▸ **Required task**:
Copy out the rows below word for word, starting at the first line and ending with the line that contains "column 7, row 63". Include that last line.

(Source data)
-*-*-

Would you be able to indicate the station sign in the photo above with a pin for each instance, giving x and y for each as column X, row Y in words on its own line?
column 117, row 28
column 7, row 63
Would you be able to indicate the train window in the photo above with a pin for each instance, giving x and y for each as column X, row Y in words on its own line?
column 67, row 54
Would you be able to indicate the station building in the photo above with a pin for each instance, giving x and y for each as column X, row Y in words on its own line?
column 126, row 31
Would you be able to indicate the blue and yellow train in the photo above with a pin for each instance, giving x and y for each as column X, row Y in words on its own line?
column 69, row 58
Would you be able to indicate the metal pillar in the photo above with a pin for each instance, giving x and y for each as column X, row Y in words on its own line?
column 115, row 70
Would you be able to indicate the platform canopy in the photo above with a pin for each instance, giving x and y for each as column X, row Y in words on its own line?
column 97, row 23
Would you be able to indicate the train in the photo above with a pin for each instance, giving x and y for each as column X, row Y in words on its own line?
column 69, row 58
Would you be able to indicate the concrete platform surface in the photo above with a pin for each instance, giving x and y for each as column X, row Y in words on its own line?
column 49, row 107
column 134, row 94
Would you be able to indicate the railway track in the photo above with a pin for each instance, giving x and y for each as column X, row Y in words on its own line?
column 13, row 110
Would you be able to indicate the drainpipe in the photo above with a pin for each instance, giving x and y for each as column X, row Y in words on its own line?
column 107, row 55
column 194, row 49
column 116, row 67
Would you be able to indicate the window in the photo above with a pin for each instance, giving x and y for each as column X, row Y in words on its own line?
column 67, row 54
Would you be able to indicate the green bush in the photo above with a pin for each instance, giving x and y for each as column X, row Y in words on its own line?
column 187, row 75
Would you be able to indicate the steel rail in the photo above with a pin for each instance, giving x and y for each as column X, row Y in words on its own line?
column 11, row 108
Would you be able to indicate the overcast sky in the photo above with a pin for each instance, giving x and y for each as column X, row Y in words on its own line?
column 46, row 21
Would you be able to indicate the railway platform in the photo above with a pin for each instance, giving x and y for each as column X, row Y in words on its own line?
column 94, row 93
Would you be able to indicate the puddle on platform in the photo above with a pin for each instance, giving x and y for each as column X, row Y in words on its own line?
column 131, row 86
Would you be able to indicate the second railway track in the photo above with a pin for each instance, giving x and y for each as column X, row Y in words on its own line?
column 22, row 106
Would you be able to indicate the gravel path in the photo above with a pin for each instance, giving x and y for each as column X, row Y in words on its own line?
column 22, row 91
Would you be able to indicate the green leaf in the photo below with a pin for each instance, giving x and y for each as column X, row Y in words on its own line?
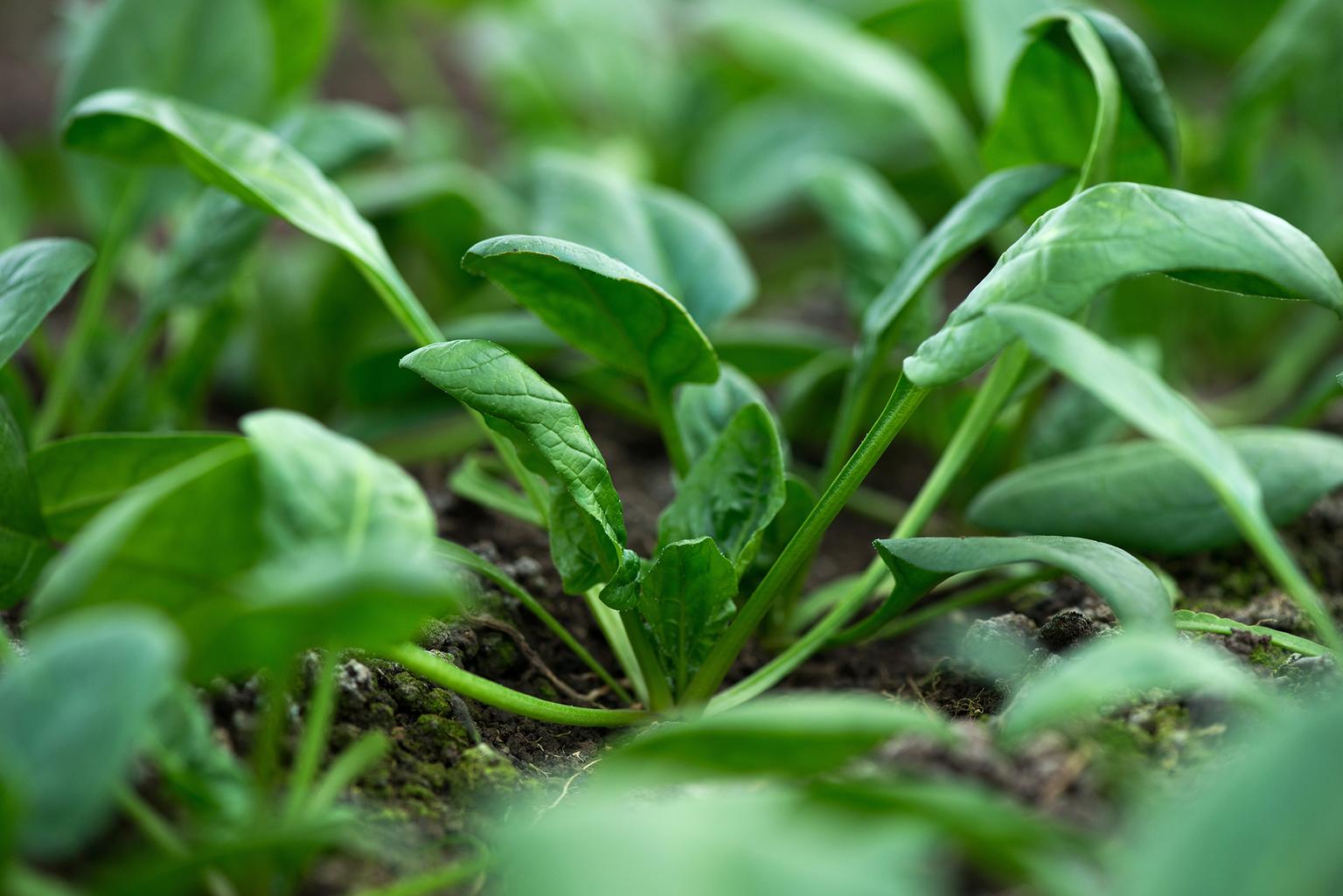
column 34, row 277
column 794, row 735
column 989, row 205
column 824, row 52
column 24, row 542
column 219, row 230
column 759, row 841
column 1137, row 597
column 673, row 240
column 1147, row 497
column 1275, row 798
column 548, row 430
column 325, row 490
column 252, row 164
column 1115, row 232
column 1212, row 623
column 873, row 225
column 1087, row 93
column 599, row 305
column 686, row 600
column 1117, row 670
column 732, row 490
column 704, row 410
column 155, row 545
column 80, row 476
column 301, row 32
column 74, row 711
column 318, row 595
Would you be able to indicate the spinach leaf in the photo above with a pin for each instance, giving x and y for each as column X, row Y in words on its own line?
column 1147, row 497
column 252, row 164
column 734, row 490
column 80, row 476
column 1087, row 93
column 588, row 525
column 327, row 490
column 686, row 600
column 34, row 277
column 74, row 712
column 671, row 240
column 599, row 305
column 24, row 542
column 1104, row 673
column 794, row 735
column 1137, row 597
column 1115, row 232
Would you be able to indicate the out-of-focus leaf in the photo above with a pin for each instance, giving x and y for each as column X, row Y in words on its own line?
column 599, row 305
column 1115, row 232
column 732, row 490
column 34, row 277
column 1145, row 496
column 252, row 164
column 794, row 735
column 80, row 476
column 1115, row 670
column 588, row 545
column 74, row 712
column 686, row 600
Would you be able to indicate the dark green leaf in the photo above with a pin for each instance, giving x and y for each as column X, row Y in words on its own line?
column 1137, row 597
column 732, row 490
column 252, row 164
column 34, row 277
column 686, row 600
column 794, row 735
column 1119, row 670
column 80, row 476
column 1115, row 232
column 599, row 305
column 1145, row 496
column 541, row 422
column 24, row 543
column 325, row 490
column 74, row 712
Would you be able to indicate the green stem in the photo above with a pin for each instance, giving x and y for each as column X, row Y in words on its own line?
column 483, row 690
column 659, row 402
column 505, row 583
column 321, row 707
column 93, row 305
column 902, row 402
column 659, row 693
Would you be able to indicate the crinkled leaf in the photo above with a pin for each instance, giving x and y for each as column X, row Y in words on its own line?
column 493, row 382
column 74, row 712
column 732, row 490
column 1119, row 670
column 685, row 597
column 1087, row 93
column 1132, row 591
column 34, row 277
column 325, row 490
column 821, row 52
column 80, row 476
column 873, row 225
column 666, row 237
column 1115, row 232
column 599, row 305
column 156, row 545
column 794, row 735
column 248, row 163
column 24, row 542
column 1145, row 496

-*-*-

▸ **Response to this task**:
Would you be able to indicate the station sign in the photo above with a pin for each instance, giving x and y for each as column X, row Y in words on its own line?
column 117, row 28
column 7, row 63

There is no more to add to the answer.